> **SET EXERCISE A**
In the article below about Glenn Davis, which team traded him to Baltimore?

Davis ready to step up to plate of high expectations

April 05, 1991|By Jim Henneman | Jim Henneman,Evening Sun Staff

FORT LAUDERDALE, Fla. -- He has seen the predictions. And he has heard of the expectations. But more than anything else, right now, Glenn Davis knows about the anticipation.

New season. New league. New team. New city.

"I'm looking forward to my new home," said the slugging first baseman many say will help change the image of the Orioles. "Until now my concentration has been geared toward getting ready for the season.

"But once I'm on that plane [to Baltimore], all I'll be looking forward to is Monday. It's going to be a day for me to remember. The adrenalin will be flowing and I'll have to work to try and key down."

Davis said that any apprehension he may have had about his trade from Houston to Baltimore is behind him. "My feelings now are more of anticipation -- not really knowing what it's like.

"This will be more fans than I've ever played before on Opening Day and I'll be anxious to greet them with a good performance. It's going to be exciting. I'm looking forward to taking batting practice there for the first time at Memorial Stadium."

His new home field isn't the only park Davis is looking forward to seeing. He's anxious to experience firsthand the feeling that has caused others to predict monstrous things for the Orioles' new slugger.

"He was the best No. 4 hitter in the National League," said Ray Miller, former pitching coach for the Orioles, manager for the Minnesota Twins and currently the pitching coach at Pittsburgh.

"Playing in Baltimore, instead of the Astrodome, and in the other parks in the American League he'll hit 40, maybe 50 home runs and please quote me on that," said Miller. "The guy killed us -- and we tried to pitch around him every time. The people in Baltimore are going to love him, he plays the game hard, and he's going to help everybody in that lineup."

Chuck Tanner, who managed Pittsburgh and Atlanta in the National League, echoes Miller's sentiments. "He's a great hitter, a legitimate superstar," said Tanner. "When he gets hot, you just hold on and he'll take you along with him. I guarantee you he'll hit 30 to 40 home runs over there."

> **RECORDS SHOWN**
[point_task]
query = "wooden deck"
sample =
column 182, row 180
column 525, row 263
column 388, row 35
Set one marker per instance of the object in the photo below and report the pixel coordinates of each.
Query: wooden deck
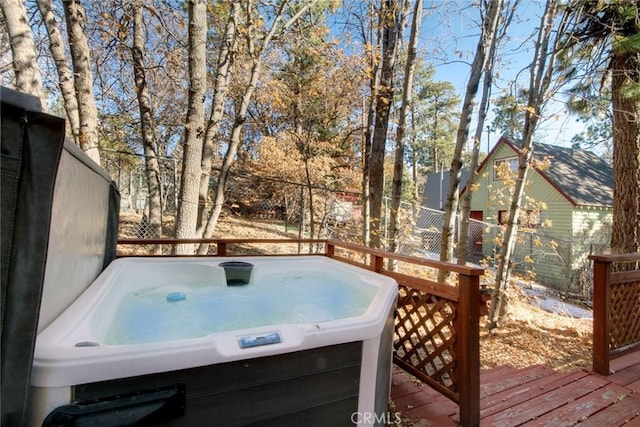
column 534, row 396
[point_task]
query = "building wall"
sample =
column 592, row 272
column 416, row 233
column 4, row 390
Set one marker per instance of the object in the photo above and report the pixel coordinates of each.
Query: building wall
column 491, row 196
column 552, row 247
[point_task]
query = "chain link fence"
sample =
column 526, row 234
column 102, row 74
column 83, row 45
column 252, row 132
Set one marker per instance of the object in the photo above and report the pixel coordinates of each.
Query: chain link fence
column 278, row 208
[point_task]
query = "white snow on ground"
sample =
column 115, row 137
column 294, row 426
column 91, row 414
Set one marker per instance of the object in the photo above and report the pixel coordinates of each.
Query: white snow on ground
column 540, row 296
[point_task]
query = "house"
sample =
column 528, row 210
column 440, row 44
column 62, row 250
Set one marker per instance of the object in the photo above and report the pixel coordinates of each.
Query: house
column 436, row 187
column 566, row 214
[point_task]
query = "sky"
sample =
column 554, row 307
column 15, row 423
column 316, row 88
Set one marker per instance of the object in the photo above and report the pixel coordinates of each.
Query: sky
column 450, row 33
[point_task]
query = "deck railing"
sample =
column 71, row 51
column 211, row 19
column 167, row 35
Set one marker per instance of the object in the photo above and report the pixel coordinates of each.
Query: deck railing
column 436, row 326
column 616, row 308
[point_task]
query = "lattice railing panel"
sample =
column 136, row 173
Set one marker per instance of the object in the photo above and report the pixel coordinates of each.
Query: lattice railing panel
column 425, row 336
column 625, row 315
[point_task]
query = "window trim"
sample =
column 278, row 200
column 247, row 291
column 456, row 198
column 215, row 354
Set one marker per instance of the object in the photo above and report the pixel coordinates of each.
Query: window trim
column 513, row 162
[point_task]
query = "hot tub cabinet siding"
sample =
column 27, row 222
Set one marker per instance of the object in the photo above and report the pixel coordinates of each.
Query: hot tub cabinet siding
column 318, row 386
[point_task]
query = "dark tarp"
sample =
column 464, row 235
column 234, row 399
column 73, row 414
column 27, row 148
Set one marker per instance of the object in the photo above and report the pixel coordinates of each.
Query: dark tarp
column 31, row 145
column 45, row 179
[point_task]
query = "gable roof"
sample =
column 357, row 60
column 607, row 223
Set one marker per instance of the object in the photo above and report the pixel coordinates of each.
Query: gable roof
column 581, row 176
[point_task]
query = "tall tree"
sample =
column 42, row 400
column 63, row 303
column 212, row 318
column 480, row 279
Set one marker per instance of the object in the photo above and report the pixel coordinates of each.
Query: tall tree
column 147, row 123
column 488, row 33
column 433, row 120
column 194, row 131
column 224, row 72
column 604, row 47
column 407, row 98
column 285, row 15
column 391, row 16
column 541, row 71
column 372, row 44
column 465, row 211
column 76, row 19
column 65, row 75
column 25, row 63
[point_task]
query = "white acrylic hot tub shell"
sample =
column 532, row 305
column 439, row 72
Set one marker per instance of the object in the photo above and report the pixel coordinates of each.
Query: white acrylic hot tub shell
column 59, row 365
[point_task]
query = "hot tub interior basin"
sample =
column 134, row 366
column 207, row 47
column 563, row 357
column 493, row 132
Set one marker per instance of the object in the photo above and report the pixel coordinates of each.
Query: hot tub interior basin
column 306, row 336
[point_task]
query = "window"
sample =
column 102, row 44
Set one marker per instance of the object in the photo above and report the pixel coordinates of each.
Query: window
column 530, row 218
column 500, row 166
column 503, row 216
column 533, row 218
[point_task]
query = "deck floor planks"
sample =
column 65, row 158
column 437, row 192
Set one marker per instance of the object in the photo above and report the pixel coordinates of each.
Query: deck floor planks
column 545, row 402
column 615, row 415
column 506, row 399
column 490, row 385
column 582, row 408
column 533, row 396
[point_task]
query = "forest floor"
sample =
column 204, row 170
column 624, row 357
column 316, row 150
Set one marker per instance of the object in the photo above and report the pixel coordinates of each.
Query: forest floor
column 530, row 334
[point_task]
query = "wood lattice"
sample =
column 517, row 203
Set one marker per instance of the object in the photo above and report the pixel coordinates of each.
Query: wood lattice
column 425, row 335
column 625, row 315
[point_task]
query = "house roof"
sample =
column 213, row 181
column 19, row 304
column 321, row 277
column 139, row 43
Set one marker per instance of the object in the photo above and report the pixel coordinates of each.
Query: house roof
column 581, row 176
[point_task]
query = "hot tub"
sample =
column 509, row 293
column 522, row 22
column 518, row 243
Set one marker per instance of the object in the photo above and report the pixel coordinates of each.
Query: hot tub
column 306, row 341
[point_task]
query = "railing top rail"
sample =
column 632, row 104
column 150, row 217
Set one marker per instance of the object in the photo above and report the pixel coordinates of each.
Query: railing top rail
column 172, row 241
column 616, row 257
column 461, row 269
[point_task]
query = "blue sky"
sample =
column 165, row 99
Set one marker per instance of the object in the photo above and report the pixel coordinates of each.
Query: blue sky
column 449, row 35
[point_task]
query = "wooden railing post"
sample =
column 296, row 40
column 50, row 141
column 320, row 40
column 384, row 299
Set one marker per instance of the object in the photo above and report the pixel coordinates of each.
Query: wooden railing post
column 377, row 263
column 467, row 349
column 329, row 249
column 601, row 315
column 221, row 249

> **SET EXERCISE B**
Write out the records above from their first line through the line that contains "column 278, row 208", with both of those lines included. Leave the pictures out.

> **REPLY A**
Houston

> **REPLY B**
[point_task]
query = "wooden deck"
sample =
column 182, row 180
column 525, row 263
column 388, row 35
Set one marker per instance of the object in the photo below and report the pixel coordinates of each.
Query: wooden deck
column 534, row 396
[point_task]
query = "building wall"
sample =
column 592, row 272
column 416, row 233
column 4, row 390
Set one marker per instance of the object in the photo above and report the pixel coordinates of each.
Query: building wall
column 491, row 196
column 552, row 247
[point_task]
query = "chain link fence"
sample =
column 526, row 234
column 102, row 74
column 83, row 45
column 252, row 132
Set one marker per instance of the object in the photo above and report the pixel coordinates of each.
Query: chain link fence
column 278, row 208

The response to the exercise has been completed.